* begin *
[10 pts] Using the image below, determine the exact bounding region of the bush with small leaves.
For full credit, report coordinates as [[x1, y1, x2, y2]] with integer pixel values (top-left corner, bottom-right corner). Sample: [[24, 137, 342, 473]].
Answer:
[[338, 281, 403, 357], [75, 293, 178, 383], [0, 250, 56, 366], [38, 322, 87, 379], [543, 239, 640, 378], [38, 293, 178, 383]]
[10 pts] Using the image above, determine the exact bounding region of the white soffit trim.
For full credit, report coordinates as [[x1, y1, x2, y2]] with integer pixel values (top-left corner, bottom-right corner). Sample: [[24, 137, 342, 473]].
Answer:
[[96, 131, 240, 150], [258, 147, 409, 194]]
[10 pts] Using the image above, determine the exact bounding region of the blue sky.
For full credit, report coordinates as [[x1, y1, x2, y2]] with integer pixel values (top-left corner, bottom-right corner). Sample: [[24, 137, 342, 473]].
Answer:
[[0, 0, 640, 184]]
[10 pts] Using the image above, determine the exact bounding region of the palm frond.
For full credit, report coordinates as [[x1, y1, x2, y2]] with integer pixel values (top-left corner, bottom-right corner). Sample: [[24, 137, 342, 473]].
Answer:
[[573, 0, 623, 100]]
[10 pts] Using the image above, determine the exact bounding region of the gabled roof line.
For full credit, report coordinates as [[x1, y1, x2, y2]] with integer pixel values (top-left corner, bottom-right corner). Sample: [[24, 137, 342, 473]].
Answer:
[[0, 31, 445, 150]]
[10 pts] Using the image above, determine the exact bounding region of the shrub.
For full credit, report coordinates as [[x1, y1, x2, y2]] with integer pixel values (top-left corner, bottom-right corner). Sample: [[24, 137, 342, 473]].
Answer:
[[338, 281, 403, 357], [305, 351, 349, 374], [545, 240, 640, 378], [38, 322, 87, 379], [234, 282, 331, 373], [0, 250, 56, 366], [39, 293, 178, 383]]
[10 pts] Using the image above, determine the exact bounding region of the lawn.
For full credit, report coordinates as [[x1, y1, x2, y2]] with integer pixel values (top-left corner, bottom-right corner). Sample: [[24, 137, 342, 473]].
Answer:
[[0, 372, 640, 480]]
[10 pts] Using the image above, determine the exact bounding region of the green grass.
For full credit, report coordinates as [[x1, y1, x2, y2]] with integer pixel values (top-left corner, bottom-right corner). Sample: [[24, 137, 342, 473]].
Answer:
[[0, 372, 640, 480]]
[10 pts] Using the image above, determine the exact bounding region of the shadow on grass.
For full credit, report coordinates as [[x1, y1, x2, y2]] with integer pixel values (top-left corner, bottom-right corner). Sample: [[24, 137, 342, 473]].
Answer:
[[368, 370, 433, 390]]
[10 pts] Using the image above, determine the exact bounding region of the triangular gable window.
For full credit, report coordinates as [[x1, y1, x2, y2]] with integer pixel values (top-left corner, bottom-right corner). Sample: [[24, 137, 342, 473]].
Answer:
* end *
**EXERCISE**
Give every line of the rows above as a numbered list, skipping any blank lines.

**PROBLEM SOLUTION**
1. [10 pts] Using the image below, determine the exact bounding region of the bush with small leaves.
2. For full credit, report coordinates as [[x1, y1, x2, y2]] with integer pixel values (top-left corner, bottom-right corner). Sample: [[24, 137, 342, 473]].
3. Answer:
4. [[338, 281, 403, 357], [75, 293, 178, 383], [0, 250, 56, 366], [38, 322, 87, 379], [543, 239, 640, 378], [38, 293, 178, 383]]
5. [10 pts] Using the image above, determine the exact bounding region of the white soffit trim.
6. For full credit, report coordinates as [[x1, y1, x2, y2]] with integer pixel values (top-left corner, bottom-right corner). Sample: [[24, 137, 342, 473]].
7. Answer:
8. [[96, 131, 240, 150], [258, 147, 409, 194]]
9. [10 pts] Using the image above, determine the exact bounding region of the blue sky.
10. For full credit, report coordinates as [[x1, y1, x2, y2]] with integer pixel values (top-left corner, bottom-right corner). Sample: [[24, 137, 342, 473]].
11. Answer:
12. [[0, 0, 640, 184]]
13. [10 pts] Using the image above, determine the exact bounding region of the palm frond.
14. For full credit, report coordinates as [[x1, y1, x2, y2]] with integer pixel values (top-left corner, bottom-right corner). Sample: [[24, 137, 342, 473]].
15. Answer:
16. [[573, 0, 623, 100]]
17. [10 pts] Using the image above, determine the exact bounding region of the gabled roof line.
18. For full credit, report coordinates as [[x1, y1, x2, y2]] with integer pixel values (top-left corner, bottom-right corner). Sample: [[24, 137, 342, 473]].
19. Answer:
20. [[0, 31, 445, 150]]
21. [10 pts] Using the image above, determine the exact bounding region of the shrub.
22. For full credit, report coordinates as [[x1, y1, x2, y2]] with integer pixel values (top-left corner, bottom-right corner). Sample: [[24, 137, 342, 473]].
23. Answer:
24. [[338, 281, 403, 357], [305, 351, 349, 374], [545, 240, 640, 378], [38, 322, 87, 379], [234, 282, 331, 373], [0, 250, 56, 366], [39, 293, 178, 383]]
25. [10 pts] Using the image above, determine the exact bounding region of the lawn.
26. For full credit, report coordinates as [[x1, y1, x2, y2]] with integer pixel values (top-left corner, bottom-right corner). Sample: [[24, 137, 342, 473]].
27. Answer:
28. [[0, 372, 640, 480]]
29. [10 pts] Using the image above, determine the exact bounding region of the green grass.
30. For full credit, report coordinates as [[x1, y1, x2, y2]] with integer pixel values (top-left corner, bottom-right corner). Sample: [[24, 137, 342, 473]].
31. Answer:
32. [[0, 372, 640, 480]]
33. [10 pts] Using the image above, determine the exact bounding region of the shadow on grass.
34. For full credit, report coordinates as [[x1, y1, x2, y2]] with integer pixel values (top-left corner, bottom-right corner). Sample: [[24, 137, 342, 473]].
35. Answer:
36. [[368, 370, 433, 390]]
37. [10 pts] Using the image above, determine the exact bounding region of the triangular gable window.
38. For full credit, report coordinates as [[x1, y1, x2, y2]] with integer pixel values (top-left corner, bottom-right corner). Sample: [[24, 137, 342, 473]].
39. Answer:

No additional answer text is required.